:: Information shown

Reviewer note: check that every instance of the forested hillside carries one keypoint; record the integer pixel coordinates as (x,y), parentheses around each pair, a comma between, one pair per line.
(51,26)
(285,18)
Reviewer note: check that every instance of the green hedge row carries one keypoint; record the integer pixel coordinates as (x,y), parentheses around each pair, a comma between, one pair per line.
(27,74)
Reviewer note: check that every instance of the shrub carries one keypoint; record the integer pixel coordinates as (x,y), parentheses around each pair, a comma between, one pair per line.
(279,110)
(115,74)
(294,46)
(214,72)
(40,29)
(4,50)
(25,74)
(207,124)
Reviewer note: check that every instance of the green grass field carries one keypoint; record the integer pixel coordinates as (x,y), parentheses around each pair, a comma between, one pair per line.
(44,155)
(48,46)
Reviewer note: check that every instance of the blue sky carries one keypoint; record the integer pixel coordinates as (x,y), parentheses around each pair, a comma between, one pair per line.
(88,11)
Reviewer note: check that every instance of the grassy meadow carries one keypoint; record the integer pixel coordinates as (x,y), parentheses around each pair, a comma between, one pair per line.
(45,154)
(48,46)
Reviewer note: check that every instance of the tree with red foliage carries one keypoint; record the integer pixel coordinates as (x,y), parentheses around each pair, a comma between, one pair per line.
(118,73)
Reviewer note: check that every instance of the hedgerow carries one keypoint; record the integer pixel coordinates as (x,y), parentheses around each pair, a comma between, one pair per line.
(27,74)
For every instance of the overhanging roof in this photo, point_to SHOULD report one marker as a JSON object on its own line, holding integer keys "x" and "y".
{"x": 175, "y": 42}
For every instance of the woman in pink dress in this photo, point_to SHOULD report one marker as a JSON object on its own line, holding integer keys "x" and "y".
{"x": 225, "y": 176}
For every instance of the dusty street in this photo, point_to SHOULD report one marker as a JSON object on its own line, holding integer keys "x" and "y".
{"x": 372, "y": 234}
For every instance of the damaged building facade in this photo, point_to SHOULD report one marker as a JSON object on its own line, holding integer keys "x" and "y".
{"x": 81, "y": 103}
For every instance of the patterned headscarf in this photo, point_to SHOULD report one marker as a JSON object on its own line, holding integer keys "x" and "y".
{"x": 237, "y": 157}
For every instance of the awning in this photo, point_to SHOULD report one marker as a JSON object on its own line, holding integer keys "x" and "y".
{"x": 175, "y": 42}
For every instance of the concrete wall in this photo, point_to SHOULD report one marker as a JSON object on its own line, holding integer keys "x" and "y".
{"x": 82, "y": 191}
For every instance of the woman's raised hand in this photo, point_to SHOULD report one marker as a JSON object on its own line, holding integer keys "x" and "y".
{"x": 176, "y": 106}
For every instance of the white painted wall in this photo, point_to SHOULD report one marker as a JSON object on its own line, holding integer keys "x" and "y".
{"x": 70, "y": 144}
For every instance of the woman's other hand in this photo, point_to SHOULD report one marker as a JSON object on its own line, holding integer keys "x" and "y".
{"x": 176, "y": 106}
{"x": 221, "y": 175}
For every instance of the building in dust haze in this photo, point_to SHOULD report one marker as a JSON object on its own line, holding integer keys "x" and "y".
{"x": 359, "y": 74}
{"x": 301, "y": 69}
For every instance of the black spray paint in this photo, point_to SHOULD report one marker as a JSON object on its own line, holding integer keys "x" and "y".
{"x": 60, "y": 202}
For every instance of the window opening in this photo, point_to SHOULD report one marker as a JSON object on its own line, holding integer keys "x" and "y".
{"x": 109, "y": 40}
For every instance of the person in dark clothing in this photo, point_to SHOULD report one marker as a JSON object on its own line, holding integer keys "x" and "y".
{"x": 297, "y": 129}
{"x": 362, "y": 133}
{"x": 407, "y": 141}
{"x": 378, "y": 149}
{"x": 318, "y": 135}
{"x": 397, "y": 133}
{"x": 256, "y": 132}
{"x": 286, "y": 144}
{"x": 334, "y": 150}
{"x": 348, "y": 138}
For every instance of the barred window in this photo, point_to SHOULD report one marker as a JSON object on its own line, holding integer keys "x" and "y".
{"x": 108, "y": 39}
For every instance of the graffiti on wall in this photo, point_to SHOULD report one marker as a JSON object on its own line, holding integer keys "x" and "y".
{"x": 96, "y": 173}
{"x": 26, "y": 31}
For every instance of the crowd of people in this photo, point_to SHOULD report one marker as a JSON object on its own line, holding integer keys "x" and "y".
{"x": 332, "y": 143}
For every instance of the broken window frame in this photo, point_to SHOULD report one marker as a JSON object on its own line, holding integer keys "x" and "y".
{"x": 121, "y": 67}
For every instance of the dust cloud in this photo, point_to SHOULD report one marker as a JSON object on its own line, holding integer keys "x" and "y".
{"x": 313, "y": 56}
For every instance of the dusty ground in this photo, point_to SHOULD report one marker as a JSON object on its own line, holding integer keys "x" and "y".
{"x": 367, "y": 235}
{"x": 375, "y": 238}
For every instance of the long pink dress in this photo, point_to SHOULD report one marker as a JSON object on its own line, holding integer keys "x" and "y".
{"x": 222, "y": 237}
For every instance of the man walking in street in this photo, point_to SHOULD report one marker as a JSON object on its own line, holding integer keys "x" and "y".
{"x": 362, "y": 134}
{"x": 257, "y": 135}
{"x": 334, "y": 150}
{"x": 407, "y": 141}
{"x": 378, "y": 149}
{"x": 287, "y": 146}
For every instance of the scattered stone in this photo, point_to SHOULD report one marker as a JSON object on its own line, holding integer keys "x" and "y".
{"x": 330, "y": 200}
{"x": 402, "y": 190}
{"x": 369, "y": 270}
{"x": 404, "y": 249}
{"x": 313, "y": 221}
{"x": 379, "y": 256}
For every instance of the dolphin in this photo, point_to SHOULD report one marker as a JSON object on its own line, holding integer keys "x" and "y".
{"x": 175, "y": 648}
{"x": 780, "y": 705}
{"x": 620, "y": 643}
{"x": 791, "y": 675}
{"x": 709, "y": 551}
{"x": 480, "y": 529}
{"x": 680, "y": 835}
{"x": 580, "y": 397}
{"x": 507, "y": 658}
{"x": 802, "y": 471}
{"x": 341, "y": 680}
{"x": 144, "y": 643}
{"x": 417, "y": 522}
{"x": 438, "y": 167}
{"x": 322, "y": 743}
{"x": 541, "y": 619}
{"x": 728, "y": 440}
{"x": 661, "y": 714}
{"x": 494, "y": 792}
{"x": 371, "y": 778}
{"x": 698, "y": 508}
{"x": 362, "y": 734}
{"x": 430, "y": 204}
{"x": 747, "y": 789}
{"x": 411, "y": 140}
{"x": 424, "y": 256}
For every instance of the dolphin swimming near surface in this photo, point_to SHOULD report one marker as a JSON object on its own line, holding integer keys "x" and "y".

::::

How many of the lines above contain the string "window", with case counting? Give only the number.

3